Texte choisi:
========

Lorsque le 9e de ligne quitte Blois, il laisse, derrière lui, 600 hommes chargés d’assurer la sécurité de la haute cour de justice qui se tient dans la ville, dans la salle des états généraux, du château.
Depuis le 18 juillet 1870, la Haute cour de justice siège à Blois, salle des Etats-Généraux, du château de Blois. Cinquante-quatre citoyens sont jugés, accusés de complot contre la sûreté de l’Etat et contre la vie de l’empereur. Ils comparaissent devant la Haute-Cour de justice présidée par M. Zangiacomi. Le procureur général Grandperret siège à sa droite, Près de lui se trouvent Dupré Lasale, premier avocat général. Mais les français sont plus préoccupés par ce qui se passe aux frontières et par le sort des leurs jeunes hommes partis combattre, que par ce procès.
Parmi les accusés figure Edmond Megy. Alors que des policiers se rendaient chez lui, pour procéder à son arrestation, il a ouvert le feu sur le magistrat, Dorville, le ratant mais tuant l’inspecteur Mourot, d’une balle dans la tête. Mourot avait trente-deux ans. Ancien zouave de la garde, il était marié et père depuis peu. Dans la chambre de Megy, de nombreuses pièces à conviction ont été saisies, le liant au complot visant à renverser le gouvernement. Agé de vingt-six ans, il est mécanicien, issu d’une famille très honorable d’ouvriers-bourgeois. Comme son père, il travaille à l’usine Gouin Il avait une conduite exemplaire, jusqu’à ce qu’il fréquente des réunions publiques forgeant chez lui, des opinions politiques extrémistes, le brouillant avec son père.

========

Éléments du jeu de données
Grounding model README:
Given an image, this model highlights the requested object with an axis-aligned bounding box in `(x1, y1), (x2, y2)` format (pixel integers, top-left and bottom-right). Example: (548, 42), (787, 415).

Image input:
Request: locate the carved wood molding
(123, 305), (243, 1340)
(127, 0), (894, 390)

========

Tâches à réaliser:
**1.** Modifiez le passage du texte sur le procès de Blois qui s'ouvre sur les mots contenant « Parmi les accusés » et se ferme sur « avec son père. », en remplaçant « mécanicien » par « tourneur ».
**2.** D'après le texte sur le procès de Blois, quel âge avait l'inspecteur Mourot ?
Les enregistrements proviennent d'une autre source.

Les solutions:
**1.**
Parmi les accusés figure Edmond Megy. Alors que des policiers se rendaient chez lui, pour procéder à son arrestation, il a ouvert le feu sur le magistrat, Dorville, le ratant mais tuant l’inspecteur Mourot, d’une balle dans la tête. Mourot avait trente-deux ans. Ancien zouave de la garde, il était marié et père depuis peu. Dans la chambre de Megy, de nombreuses pièces à conviction ont été saisies, le liant au complot visant à renverser le gouvernement. Agé de vingt-six ans, il est tourneur, issu d’une famille très honorable d’ouvriers-bourgeois. Comme son père, il travaille à l’usine Gouin Il avait une conduite exemplaire, jusqu’à ce qu’il fréquente des réunions publiques forgeant chez lui, des opinions politiques extrémistes, le brouillant avec son père.

**2.** Il avait trente-deux ans.